Reproduce every line of the items below, requests included, multiplying each coordinate in the answers by 2.4 and rounding to the nearest whole number, with halves rounded up. Omit the pictures from your reproduction.

RECORDS PROVIDED –
※ ※ ※

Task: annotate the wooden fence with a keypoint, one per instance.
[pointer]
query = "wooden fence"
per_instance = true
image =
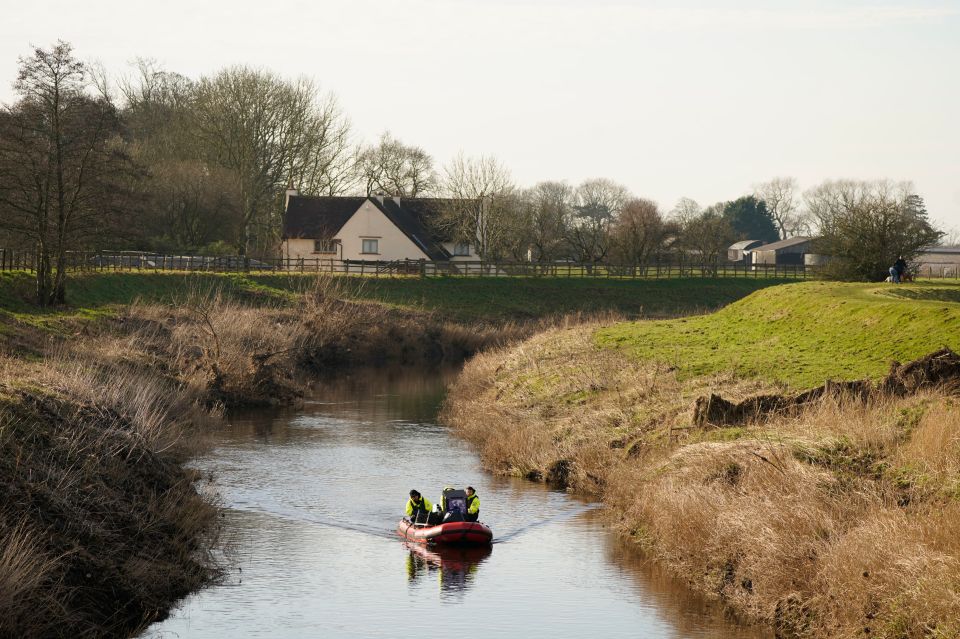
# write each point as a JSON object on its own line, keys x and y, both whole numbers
{"x": 11, "y": 260}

※ ※ ※

WRITTEN SOLUTION –
Task: annotate the wooden fence with a keypoint, one per instance.
[pointer]
query = "wooden fence"
per_instance = true
image =
# write each point as a JSON object on its own line, keys x and y, both whole numbers
{"x": 26, "y": 624}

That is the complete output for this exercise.